• Required action:
In the records below, the line with "Target: field of crops" opens the range and the line with "Would you mind pointing out the plant stem" closes it; print that range exactly and nothing else.
########################################
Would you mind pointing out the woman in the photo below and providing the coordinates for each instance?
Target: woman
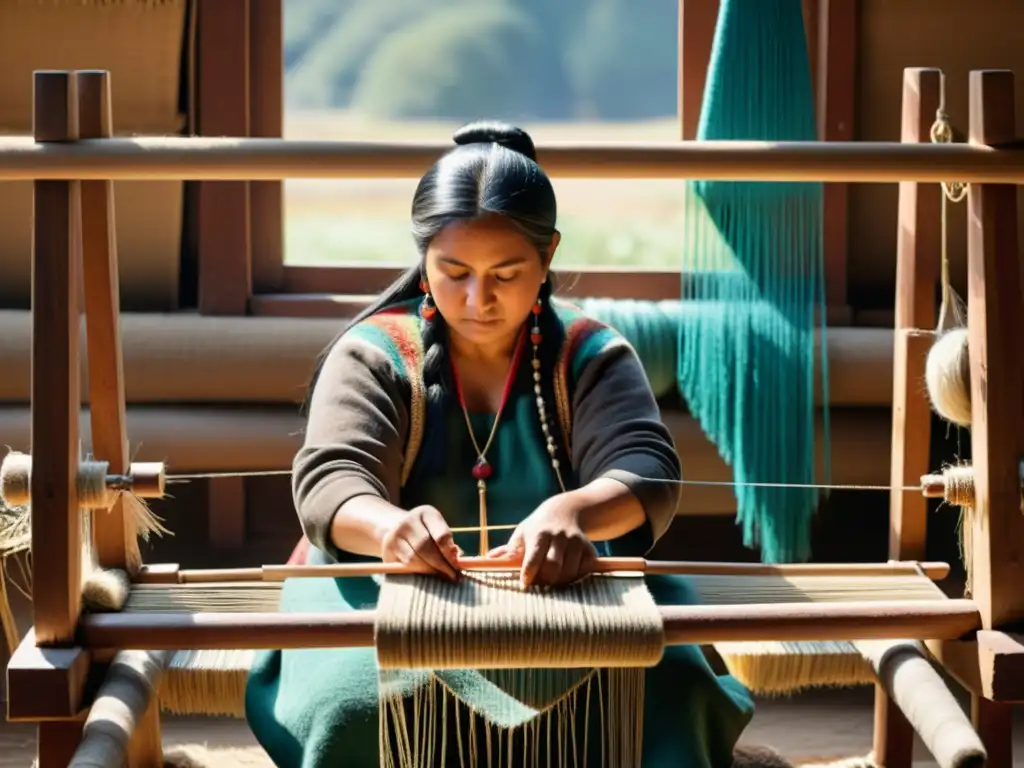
(468, 396)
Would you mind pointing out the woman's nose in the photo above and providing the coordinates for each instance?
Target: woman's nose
(479, 294)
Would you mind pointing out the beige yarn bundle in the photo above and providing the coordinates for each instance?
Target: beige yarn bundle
(947, 376)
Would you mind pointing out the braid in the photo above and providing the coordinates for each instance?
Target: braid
(548, 350)
(435, 358)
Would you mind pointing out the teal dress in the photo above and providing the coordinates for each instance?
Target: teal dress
(313, 708)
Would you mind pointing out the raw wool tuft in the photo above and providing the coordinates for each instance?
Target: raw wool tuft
(947, 375)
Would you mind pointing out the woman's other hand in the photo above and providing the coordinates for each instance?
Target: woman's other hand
(552, 545)
(423, 541)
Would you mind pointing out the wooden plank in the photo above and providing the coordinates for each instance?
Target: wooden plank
(994, 311)
(114, 537)
(46, 683)
(1000, 659)
(56, 527)
(836, 80)
(916, 268)
(348, 305)
(266, 99)
(893, 734)
(223, 207)
(102, 300)
(918, 256)
(57, 742)
(993, 722)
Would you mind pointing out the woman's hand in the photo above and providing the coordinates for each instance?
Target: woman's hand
(552, 544)
(423, 541)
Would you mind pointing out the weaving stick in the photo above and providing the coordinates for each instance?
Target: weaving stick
(166, 574)
(684, 625)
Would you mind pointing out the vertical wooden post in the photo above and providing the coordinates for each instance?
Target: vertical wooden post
(56, 520)
(837, 86)
(995, 308)
(102, 299)
(224, 226)
(696, 34)
(266, 102)
(918, 255)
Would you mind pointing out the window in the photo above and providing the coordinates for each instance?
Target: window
(366, 70)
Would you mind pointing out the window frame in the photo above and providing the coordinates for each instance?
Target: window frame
(239, 226)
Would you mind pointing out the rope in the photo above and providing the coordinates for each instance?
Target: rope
(952, 192)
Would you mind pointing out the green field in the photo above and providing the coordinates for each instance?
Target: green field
(636, 223)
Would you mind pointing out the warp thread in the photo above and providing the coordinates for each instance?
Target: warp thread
(539, 646)
(123, 699)
(93, 494)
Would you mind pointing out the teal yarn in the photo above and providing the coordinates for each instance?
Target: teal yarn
(650, 328)
(755, 263)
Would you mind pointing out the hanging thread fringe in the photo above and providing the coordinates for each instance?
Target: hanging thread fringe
(747, 353)
(535, 644)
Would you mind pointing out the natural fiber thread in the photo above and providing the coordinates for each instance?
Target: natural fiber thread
(213, 682)
(488, 622)
(947, 376)
(93, 494)
(12, 636)
(105, 590)
(906, 675)
(15, 482)
(958, 485)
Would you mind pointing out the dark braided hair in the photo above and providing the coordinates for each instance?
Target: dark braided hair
(492, 170)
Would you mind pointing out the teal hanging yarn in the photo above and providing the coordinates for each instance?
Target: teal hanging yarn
(754, 262)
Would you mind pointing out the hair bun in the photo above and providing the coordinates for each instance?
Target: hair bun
(499, 133)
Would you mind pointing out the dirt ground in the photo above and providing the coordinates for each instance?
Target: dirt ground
(810, 728)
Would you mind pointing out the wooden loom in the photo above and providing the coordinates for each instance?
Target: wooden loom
(168, 609)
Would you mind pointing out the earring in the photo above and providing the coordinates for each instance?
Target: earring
(427, 307)
(535, 332)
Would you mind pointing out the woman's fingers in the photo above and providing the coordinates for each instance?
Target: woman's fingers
(439, 531)
(426, 548)
(404, 553)
(552, 570)
(532, 561)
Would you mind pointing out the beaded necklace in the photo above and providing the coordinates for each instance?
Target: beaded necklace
(482, 468)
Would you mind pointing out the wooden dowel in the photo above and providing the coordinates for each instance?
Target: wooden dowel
(683, 625)
(201, 158)
(934, 570)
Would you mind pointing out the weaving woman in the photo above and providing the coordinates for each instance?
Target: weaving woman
(468, 396)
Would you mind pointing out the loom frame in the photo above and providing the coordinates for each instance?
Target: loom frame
(990, 666)
(72, 163)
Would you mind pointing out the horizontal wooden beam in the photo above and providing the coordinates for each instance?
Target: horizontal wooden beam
(46, 683)
(683, 625)
(348, 305)
(202, 158)
(1000, 660)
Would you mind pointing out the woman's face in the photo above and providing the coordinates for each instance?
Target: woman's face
(484, 278)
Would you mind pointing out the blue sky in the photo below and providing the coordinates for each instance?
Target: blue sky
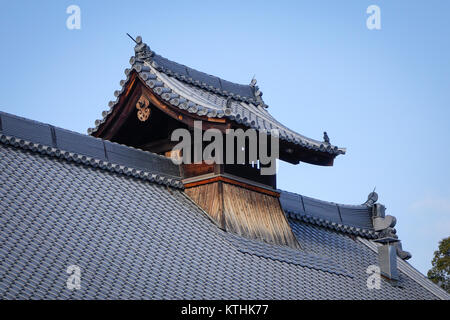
(382, 94)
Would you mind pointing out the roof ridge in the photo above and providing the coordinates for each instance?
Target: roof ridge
(419, 278)
(97, 154)
(172, 68)
(329, 202)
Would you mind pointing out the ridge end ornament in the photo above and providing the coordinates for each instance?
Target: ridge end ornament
(143, 109)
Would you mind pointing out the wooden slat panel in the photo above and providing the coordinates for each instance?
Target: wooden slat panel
(245, 212)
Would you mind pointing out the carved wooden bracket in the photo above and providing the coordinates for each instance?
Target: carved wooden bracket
(143, 109)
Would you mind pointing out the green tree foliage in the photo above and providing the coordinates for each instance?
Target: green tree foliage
(440, 272)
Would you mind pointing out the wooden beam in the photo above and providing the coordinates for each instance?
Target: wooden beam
(233, 182)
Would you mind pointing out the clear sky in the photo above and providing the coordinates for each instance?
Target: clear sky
(382, 94)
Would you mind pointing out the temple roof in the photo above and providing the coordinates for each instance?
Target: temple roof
(205, 95)
(122, 217)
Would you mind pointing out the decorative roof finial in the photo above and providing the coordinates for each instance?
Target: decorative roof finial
(253, 82)
(326, 139)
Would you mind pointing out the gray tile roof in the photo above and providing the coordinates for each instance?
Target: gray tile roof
(136, 238)
(351, 219)
(206, 95)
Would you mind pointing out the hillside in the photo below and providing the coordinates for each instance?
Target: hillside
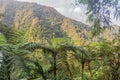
(46, 20)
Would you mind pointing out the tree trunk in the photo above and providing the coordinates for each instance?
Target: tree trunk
(54, 64)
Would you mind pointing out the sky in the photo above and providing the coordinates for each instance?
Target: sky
(67, 8)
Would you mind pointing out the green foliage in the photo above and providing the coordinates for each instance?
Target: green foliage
(2, 39)
(100, 11)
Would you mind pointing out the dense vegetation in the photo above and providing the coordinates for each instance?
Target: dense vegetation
(52, 52)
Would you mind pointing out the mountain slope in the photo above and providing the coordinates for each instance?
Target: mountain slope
(49, 22)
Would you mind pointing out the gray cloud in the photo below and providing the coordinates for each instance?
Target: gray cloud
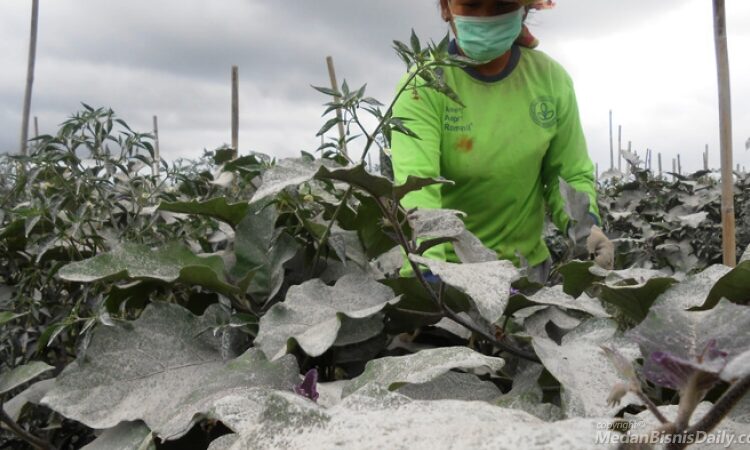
(172, 58)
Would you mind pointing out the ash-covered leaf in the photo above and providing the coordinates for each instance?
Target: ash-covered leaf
(585, 373)
(677, 343)
(171, 263)
(577, 277)
(33, 394)
(452, 386)
(436, 223)
(413, 183)
(694, 289)
(311, 316)
(421, 367)
(262, 250)
(738, 367)
(555, 296)
(358, 176)
(218, 208)
(125, 436)
(734, 286)
(487, 284)
(379, 419)
(166, 368)
(21, 375)
(288, 172)
(645, 422)
(577, 206)
(527, 395)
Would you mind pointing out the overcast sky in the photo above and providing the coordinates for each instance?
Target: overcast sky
(652, 62)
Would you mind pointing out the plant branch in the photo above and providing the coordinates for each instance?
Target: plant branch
(437, 298)
(21, 433)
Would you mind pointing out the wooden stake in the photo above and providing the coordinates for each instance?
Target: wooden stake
(29, 78)
(660, 171)
(725, 125)
(705, 159)
(611, 144)
(157, 153)
(235, 111)
(335, 87)
(619, 148)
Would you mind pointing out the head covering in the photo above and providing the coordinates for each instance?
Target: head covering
(526, 39)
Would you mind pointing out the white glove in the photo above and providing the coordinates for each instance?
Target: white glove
(601, 248)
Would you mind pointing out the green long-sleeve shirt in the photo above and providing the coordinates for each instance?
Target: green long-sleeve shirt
(504, 151)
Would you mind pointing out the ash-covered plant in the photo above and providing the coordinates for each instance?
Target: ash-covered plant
(298, 272)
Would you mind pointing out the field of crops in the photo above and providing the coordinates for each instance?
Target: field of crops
(256, 303)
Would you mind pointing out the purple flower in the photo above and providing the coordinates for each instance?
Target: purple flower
(673, 371)
(308, 387)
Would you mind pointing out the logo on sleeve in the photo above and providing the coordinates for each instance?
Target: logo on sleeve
(543, 112)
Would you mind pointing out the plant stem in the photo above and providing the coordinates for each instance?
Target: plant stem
(438, 297)
(21, 433)
(327, 232)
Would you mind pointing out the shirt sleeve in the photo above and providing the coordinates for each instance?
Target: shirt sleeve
(421, 111)
(567, 157)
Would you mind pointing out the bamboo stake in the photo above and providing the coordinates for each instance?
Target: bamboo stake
(660, 171)
(725, 125)
(157, 154)
(619, 148)
(335, 87)
(705, 159)
(611, 144)
(235, 111)
(29, 78)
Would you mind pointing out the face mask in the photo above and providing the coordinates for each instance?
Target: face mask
(487, 38)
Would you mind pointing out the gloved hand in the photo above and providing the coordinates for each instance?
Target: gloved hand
(601, 248)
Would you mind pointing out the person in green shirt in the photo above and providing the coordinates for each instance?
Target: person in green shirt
(506, 150)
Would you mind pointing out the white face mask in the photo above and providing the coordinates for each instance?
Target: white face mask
(488, 38)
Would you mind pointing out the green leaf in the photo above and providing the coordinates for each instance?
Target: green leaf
(7, 316)
(218, 208)
(734, 286)
(125, 436)
(261, 251)
(172, 263)
(311, 316)
(358, 176)
(167, 369)
(487, 284)
(413, 183)
(21, 375)
(635, 300)
(527, 395)
(328, 125)
(555, 296)
(33, 394)
(288, 172)
(577, 277)
(394, 371)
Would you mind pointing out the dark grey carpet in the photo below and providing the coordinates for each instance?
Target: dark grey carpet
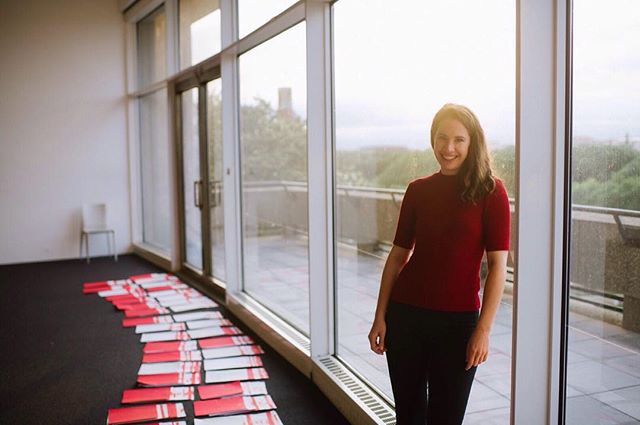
(65, 358)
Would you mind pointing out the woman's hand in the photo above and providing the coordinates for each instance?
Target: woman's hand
(477, 347)
(376, 336)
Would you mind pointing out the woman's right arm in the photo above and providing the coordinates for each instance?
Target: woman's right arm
(396, 260)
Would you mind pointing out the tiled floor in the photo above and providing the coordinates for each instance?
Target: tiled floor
(604, 360)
########################################
• Reply:
Target: field of crops
(256, 303)
Would you mind pointing out the purple flower in the photo above and providing the coordinates for each instance?
Target: purple flower
(673, 371)
(308, 387)
Would you mind pointing out the logo on sleeve in the photo above and providing the coordinates for each instance?
Target: logo on sleeve
(543, 112)
Would you mind pointing out the plant stem in the photo above and providing the coordinates for each instance?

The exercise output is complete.